> **Data extract**

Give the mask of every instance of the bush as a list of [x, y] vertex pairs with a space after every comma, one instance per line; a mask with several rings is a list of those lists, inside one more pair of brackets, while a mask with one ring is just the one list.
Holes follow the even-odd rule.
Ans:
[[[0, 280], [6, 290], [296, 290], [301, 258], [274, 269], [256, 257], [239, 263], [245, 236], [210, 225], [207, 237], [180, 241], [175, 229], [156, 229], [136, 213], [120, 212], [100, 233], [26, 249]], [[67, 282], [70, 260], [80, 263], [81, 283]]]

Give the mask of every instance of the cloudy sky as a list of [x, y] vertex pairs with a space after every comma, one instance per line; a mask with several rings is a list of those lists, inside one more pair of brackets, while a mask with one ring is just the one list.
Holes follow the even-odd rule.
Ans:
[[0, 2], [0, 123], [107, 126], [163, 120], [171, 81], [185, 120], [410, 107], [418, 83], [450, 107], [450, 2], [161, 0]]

> **Problem to solve**
Going through the data above, return each line with the word "comma".

> **Expected answer**
Give the mask of every instance of the bush as a list of [x, y] vertex pairs with a space after every comma, one instance per line; a mask with several rings is a list of those lists, inside one more pair of brackets, while a mask with one ring is just the one list.
Give the mask of every instance of the cloudy sky as a list of [x, y] vertex pairs with a space after every comma, one instance per line; a mask with several rings is a list of those lists, inside one more pair of brackets, while a mask with one ring is just the one list.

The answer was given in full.